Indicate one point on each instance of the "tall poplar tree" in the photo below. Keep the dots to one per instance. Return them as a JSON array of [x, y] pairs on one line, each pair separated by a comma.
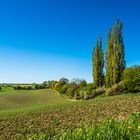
[[98, 63], [115, 55]]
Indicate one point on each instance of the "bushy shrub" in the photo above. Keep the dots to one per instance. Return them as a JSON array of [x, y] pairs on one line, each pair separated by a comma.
[[116, 89], [72, 89], [131, 79], [99, 91]]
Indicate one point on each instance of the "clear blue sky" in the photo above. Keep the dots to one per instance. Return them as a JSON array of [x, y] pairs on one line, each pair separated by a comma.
[[49, 39]]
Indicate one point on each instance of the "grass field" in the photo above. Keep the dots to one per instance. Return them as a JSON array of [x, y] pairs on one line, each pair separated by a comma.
[[20, 99], [39, 112]]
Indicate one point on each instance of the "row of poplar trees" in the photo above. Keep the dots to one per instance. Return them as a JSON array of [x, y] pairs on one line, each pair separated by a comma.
[[108, 68]]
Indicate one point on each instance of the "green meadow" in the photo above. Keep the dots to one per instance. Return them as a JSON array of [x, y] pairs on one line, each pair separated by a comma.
[[44, 114]]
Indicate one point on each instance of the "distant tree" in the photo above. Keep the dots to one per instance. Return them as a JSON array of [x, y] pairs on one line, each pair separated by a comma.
[[98, 63], [45, 84], [82, 84], [64, 80], [37, 86], [72, 88], [76, 80], [131, 79]]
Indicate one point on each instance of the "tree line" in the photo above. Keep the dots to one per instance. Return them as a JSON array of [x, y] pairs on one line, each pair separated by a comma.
[[113, 61]]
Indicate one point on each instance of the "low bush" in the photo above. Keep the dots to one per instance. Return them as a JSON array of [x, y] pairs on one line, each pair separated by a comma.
[[116, 89]]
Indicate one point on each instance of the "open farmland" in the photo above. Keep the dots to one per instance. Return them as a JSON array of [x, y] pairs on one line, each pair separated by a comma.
[[26, 113]]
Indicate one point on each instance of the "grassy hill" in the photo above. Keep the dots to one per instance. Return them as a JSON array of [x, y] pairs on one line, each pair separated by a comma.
[[27, 113], [19, 99]]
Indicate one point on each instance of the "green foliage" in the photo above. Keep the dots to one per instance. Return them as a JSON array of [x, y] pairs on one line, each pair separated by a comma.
[[115, 55], [82, 84], [116, 89], [72, 89], [131, 78], [98, 64], [45, 113]]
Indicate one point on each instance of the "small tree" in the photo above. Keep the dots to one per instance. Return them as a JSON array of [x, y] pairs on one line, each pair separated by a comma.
[[131, 78]]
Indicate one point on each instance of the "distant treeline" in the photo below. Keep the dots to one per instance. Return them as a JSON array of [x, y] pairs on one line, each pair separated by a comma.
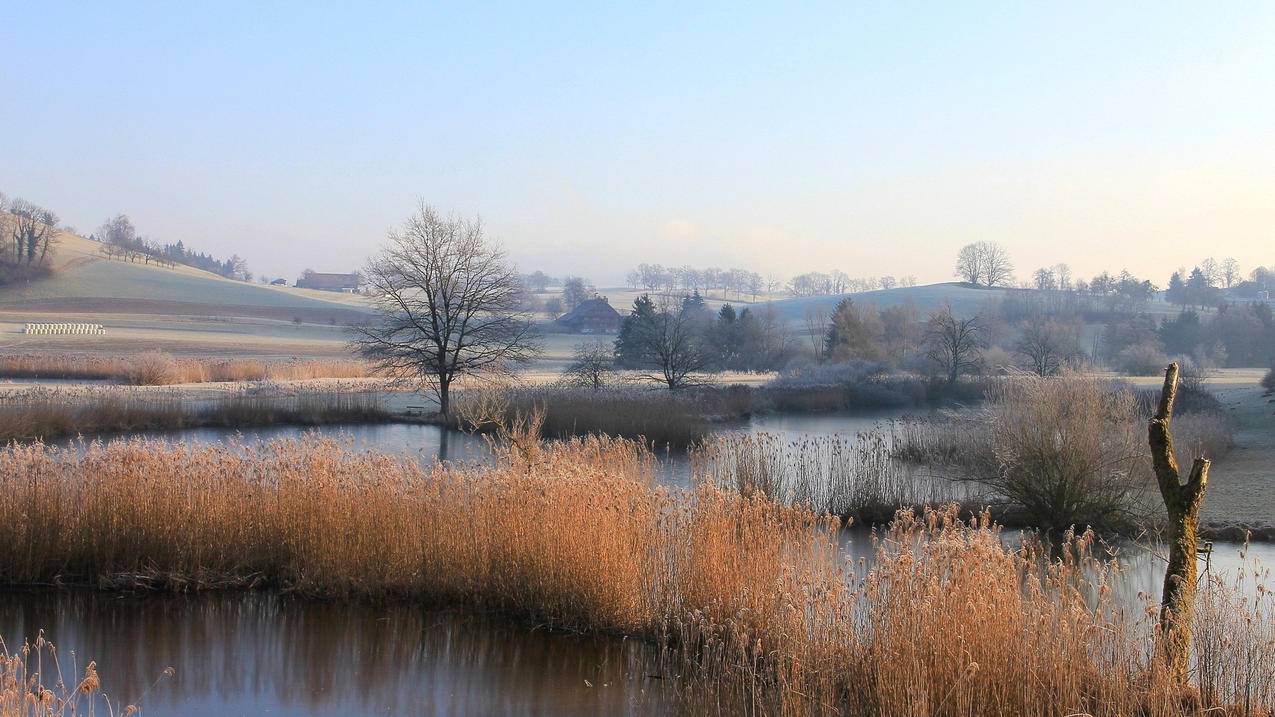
[[120, 240], [28, 237]]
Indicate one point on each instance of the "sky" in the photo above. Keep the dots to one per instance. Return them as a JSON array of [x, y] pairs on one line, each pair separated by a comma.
[[870, 138]]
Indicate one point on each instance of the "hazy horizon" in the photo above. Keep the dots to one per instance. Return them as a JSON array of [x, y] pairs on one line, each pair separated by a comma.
[[874, 140]]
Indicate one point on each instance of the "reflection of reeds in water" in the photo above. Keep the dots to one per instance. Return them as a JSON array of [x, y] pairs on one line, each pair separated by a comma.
[[157, 368], [50, 413], [33, 684], [272, 653], [839, 475], [747, 598]]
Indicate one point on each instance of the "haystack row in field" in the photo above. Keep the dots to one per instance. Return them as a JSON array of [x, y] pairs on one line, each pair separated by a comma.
[[97, 329]]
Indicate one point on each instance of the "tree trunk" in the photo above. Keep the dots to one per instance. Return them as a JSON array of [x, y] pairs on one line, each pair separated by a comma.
[[1182, 503], [444, 397]]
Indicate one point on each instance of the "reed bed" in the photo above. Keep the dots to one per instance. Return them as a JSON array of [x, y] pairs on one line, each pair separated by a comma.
[[51, 413], [847, 476], [157, 368], [747, 597], [658, 417], [32, 684]]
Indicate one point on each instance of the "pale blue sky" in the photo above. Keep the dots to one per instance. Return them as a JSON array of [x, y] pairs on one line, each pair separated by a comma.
[[874, 138]]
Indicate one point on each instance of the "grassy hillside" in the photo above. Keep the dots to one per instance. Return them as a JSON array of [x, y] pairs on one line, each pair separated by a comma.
[[964, 300], [84, 282]]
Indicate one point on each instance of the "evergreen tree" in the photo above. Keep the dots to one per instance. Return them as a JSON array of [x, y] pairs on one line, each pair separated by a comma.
[[851, 334], [631, 348], [1177, 290]]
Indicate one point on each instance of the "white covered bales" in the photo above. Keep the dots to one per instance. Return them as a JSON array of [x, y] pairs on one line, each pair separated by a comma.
[[80, 329]]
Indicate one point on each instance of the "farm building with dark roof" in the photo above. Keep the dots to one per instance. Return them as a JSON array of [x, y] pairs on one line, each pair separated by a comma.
[[328, 282], [594, 315]]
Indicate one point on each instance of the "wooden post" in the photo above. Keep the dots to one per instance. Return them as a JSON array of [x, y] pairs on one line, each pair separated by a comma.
[[1182, 503]]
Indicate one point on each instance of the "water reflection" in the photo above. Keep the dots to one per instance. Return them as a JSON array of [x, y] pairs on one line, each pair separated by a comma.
[[262, 653]]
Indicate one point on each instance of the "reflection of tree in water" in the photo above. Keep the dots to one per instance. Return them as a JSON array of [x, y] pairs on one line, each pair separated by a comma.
[[232, 651]]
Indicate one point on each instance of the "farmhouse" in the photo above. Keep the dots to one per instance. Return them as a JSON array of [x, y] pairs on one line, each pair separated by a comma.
[[328, 282], [594, 315]]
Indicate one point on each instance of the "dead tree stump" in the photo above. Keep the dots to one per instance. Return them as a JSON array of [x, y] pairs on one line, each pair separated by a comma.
[[1182, 503]]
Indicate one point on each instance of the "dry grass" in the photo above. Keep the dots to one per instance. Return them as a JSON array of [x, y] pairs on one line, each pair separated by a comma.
[[157, 368], [1067, 450], [41, 413], [659, 417], [852, 477], [32, 685], [750, 597]]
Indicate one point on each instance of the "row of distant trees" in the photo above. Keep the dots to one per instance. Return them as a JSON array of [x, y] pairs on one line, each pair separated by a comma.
[[436, 274], [120, 240], [675, 341], [28, 237]]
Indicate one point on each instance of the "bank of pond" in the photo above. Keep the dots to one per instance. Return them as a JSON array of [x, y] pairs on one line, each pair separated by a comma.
[[579, 577]]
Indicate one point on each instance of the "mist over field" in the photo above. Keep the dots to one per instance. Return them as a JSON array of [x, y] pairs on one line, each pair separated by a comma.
[[523, 359]]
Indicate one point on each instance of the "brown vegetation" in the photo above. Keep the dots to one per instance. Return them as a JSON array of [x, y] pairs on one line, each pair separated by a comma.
[[747, 596], [1067, 450], [658, 417], [46, 413], [157, 368], [848, 476], [32, 684]]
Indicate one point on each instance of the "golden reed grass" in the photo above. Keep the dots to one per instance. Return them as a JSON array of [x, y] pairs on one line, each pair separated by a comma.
[[157, 368], [755, 600], [32, 684], [47, 413]]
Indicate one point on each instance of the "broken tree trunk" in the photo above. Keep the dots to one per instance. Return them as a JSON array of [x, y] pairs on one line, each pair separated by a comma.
[[1182, 503]]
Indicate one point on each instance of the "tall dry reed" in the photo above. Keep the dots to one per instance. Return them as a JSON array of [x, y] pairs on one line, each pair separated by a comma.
[[751, 597], [848, 476], [51, 413], [32, 684], [158, 368]]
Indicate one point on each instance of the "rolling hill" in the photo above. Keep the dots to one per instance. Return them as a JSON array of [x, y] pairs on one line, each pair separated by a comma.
[[86, 282], [963, 299]]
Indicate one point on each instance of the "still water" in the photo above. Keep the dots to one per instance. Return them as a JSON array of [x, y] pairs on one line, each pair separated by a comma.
[[260, 653]]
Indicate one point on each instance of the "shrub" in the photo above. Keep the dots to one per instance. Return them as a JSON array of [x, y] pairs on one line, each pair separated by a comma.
[[153, 368], [750, 600], [1067, 450]]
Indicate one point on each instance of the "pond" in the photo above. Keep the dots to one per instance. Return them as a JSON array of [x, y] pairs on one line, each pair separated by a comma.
[[431, 443], [260, 653], [267, 653]]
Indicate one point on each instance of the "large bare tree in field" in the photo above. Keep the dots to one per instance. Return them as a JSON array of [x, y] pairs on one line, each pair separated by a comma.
[[448, 305], [955, 345], [1182, 502], [32, 232]]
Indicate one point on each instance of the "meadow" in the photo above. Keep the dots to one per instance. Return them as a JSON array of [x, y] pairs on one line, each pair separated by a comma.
[[158, 368], [42, 413], [751, 597]]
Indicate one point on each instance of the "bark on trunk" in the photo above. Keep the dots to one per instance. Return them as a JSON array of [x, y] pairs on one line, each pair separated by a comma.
[[1182, 503]]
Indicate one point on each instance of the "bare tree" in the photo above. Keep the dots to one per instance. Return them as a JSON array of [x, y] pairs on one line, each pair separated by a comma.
[[1044, 346], [969, 264], [1211, 272], [1182, 502], [955, 345], [671, 342], [575, 291], [592, 366], [1063, 273], [997, 268], [816, 328], [448, 305], [32, 231], [1231, 272]]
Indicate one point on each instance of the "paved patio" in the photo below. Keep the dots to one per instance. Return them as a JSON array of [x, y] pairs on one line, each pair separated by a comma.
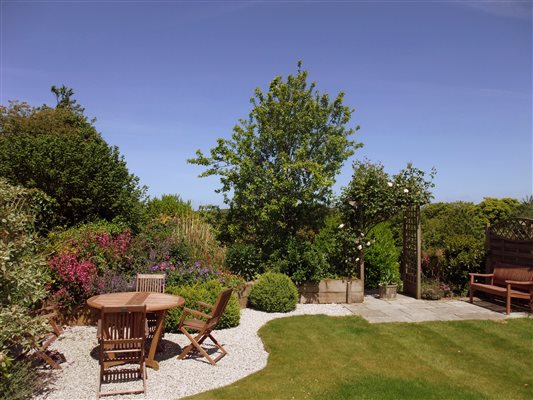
[[408, 309]]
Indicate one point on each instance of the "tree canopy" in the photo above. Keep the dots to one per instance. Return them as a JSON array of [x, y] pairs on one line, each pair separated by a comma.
[[278, 168], [59, 151]]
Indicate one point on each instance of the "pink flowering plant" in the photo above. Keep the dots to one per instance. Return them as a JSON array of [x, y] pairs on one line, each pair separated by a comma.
[[90, 260]]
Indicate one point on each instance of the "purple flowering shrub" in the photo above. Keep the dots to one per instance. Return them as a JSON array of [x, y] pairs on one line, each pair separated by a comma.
[[89, 260], [185, 273]]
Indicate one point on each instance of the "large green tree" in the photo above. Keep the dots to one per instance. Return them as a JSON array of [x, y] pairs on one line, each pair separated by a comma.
[[59, 151], [278, 168]]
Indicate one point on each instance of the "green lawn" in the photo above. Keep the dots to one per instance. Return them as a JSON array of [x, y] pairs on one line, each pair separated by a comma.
[[318, 357]]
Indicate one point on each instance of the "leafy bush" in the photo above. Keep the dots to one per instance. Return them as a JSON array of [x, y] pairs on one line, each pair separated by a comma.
[[274, 292], [303, 262], [245, 260], [208, 293], [381, 257], [23, 275], [24, 381], [59, 151], [168, 205], [462, 255]]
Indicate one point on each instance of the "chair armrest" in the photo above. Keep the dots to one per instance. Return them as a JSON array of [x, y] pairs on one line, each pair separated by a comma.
[[99, 329], [206, 305], [195, 312]]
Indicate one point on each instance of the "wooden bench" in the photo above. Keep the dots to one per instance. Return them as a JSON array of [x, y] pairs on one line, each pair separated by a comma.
[[507, 281]]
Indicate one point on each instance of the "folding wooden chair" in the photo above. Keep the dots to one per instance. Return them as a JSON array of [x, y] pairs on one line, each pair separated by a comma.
[[204, 328], [122, 340], [151, 283], [45, 341]]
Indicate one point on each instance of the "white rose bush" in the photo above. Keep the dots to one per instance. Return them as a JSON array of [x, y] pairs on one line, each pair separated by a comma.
[[373, 196]]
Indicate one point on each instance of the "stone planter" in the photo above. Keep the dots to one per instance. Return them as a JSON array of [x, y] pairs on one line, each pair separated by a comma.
[[388, 292], [332, 291]]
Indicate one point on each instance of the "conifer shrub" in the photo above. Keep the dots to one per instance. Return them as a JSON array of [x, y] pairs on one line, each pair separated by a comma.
[[274, 292]]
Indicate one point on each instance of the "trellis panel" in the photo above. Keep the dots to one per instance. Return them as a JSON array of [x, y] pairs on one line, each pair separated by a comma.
[[411, 255], [510, 242]]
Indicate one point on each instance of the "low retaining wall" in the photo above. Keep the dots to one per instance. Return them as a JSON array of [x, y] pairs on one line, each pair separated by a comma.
[[332, 291]]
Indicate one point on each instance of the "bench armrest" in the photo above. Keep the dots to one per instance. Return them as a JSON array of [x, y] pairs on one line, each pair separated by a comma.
[[206, 305], [519, 282], [474, 274]]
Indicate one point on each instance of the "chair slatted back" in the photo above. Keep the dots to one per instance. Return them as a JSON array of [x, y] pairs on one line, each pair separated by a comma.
[[219, 308], [150, 283], [123, 328]]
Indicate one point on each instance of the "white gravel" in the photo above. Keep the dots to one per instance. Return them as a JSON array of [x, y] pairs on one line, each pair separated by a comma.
[[78, 378]]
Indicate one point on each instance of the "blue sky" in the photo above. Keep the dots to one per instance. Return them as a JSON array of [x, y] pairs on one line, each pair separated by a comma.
[[442, 84]]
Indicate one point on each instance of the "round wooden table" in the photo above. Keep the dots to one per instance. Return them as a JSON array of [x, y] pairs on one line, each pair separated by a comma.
[[155, 302]]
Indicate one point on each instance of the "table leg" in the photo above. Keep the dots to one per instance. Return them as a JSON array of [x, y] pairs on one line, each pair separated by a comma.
[[150, 360]]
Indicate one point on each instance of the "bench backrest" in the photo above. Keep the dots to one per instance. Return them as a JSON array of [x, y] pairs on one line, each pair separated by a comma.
[[513, 273]]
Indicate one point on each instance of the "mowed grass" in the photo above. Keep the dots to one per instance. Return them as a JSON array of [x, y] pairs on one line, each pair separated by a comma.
[[319, 357]]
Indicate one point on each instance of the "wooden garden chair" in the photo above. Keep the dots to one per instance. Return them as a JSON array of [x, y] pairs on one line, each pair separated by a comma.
[[122, 340], [151, 283], [203, 327], [46, 340]]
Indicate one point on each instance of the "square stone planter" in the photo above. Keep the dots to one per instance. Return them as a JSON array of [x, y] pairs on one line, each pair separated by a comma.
[[332, 291], [388, 292]]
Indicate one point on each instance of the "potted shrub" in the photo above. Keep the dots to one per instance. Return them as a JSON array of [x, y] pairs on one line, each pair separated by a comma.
[[388, 285]]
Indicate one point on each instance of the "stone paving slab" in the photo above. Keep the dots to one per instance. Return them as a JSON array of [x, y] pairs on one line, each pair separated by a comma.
[[408, 309]]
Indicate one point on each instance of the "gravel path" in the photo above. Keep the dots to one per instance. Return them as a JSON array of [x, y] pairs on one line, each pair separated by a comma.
[[176, 378]]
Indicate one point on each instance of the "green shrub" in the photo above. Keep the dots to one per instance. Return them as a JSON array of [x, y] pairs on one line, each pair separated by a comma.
[[274, 292], [23, 275], [462, 254], [169, 205], [208, 293], [59, 151], [304, 261], [381, 257], [245, 260], [23, 382], [434, 290]]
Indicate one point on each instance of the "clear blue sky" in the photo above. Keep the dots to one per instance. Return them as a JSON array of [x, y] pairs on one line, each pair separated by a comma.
[[445, 84]]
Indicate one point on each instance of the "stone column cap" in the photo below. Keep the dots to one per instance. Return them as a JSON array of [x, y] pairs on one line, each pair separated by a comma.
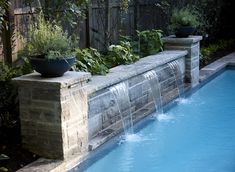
[[172, 39], [68, 79]]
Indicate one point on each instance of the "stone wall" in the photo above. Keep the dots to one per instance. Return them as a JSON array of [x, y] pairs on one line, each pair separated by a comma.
[[53, 114], [103, 114], [192, 45], [68, 115]]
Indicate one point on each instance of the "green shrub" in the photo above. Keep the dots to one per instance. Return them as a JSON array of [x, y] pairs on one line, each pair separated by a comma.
[[48, 40], [90, 60], [183, 17], [207, 52], [150, 42], [120, 54]]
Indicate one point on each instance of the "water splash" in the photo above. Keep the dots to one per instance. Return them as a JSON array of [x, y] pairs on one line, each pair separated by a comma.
[[163, 117], [131, 138], [121, 96], [175, 68], [183, 101], [155, 87]]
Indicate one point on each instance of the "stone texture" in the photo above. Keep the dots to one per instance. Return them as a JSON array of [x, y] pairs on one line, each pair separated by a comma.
[[53, 114], [192, 45], [103, 110]]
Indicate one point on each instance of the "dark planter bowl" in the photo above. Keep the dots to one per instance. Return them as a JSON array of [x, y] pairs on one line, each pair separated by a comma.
[[52, 67], [184, 31]]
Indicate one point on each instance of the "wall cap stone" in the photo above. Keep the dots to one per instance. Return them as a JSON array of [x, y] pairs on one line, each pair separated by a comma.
[[181, 41], [123, 72], [69, 78]]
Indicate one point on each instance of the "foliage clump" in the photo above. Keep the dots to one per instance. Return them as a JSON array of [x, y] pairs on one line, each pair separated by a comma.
[[48, 40], [120, 54], [150, 42], [90, 60], [184, 17]]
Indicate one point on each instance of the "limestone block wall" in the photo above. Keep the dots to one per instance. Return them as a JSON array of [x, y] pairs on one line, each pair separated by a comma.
[[53, 114], [103, 114]]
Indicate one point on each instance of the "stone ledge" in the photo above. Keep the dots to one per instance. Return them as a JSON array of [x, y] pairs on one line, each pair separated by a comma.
[[68, 79], [211, 69], [173, 40], [123, 72]]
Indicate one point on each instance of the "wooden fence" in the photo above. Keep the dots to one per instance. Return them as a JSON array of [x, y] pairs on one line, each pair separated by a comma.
[[100, 28]]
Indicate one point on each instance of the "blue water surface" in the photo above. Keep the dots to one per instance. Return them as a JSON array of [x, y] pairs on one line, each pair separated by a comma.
[[197, 135]]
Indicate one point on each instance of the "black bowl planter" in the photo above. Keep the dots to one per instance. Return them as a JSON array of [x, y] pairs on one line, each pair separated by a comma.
[[52, 67], [184, 31]]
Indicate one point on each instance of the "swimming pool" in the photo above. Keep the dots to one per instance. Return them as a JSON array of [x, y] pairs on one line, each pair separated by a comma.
[[197, 135]]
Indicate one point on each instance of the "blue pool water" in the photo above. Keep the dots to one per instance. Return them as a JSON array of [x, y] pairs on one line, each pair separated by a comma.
[[197, 135]]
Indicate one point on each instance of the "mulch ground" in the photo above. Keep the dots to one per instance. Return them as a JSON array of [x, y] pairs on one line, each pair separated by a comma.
[[12, 155]]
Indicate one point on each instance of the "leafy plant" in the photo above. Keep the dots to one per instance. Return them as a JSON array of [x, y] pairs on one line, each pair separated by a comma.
[[90, 60], [184, 17], [120, 54], [48, 40], [150, 41]]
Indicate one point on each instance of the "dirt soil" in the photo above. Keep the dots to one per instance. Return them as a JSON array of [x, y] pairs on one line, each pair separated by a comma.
[[12, 155]]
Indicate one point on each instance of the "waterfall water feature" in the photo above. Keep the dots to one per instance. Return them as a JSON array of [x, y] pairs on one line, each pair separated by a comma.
[[121, 96], [175, 68], [155, 87]]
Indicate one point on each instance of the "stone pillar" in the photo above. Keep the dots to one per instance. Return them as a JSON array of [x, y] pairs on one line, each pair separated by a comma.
[[192, 45], [53, 114]]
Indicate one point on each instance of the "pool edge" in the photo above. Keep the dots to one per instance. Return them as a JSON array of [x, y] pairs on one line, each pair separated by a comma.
[[206, 74]]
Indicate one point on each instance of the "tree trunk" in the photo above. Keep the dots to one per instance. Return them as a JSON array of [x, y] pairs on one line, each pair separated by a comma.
[[6, 38]]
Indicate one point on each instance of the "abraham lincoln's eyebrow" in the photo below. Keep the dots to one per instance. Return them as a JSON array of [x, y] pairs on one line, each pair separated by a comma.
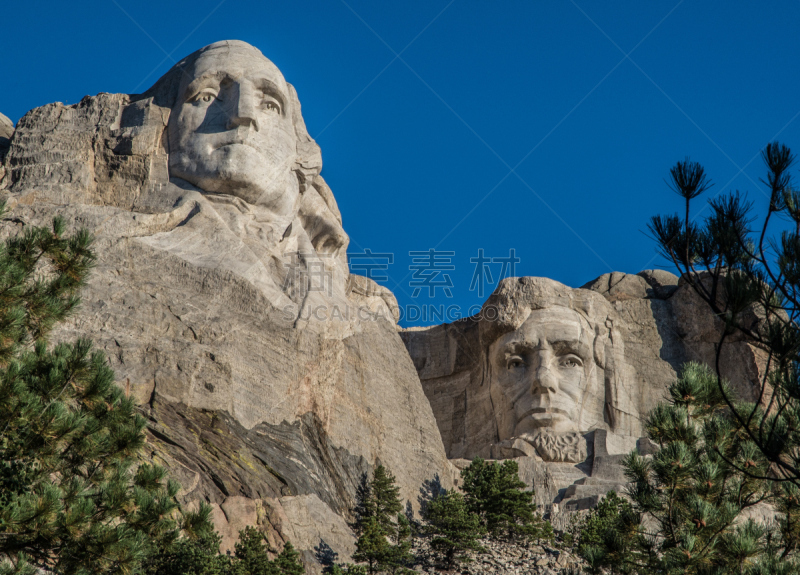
[[559, 344]]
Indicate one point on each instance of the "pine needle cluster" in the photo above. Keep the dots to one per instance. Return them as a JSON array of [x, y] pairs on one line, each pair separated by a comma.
[[690, 499]]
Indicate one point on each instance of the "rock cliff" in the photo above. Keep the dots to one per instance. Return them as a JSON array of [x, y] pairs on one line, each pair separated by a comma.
[[271, 377], [632, 333]]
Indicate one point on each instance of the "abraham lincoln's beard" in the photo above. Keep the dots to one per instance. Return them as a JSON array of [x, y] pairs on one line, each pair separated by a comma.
[[568, 447]]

-----

◆ Instructions to follow
Lay out the records starting at the beginning and going on through the line with "[[98, 63], [115, 55]]" as a two-column CSV with the header row request,answer and one row for each record. Put each value in a single quoted field with its line breaks turned into spaces, and leave the pictures out.

◆ Written answer
request,answer
"Indicate one point on each instance of the ""tall poplar tree"" in the photo below. Keep the dots to one per instance. Return them as a JSON array of [x, y] pairs on one line, each pair separated by a comma.","[[98, 63], [115, 55]]"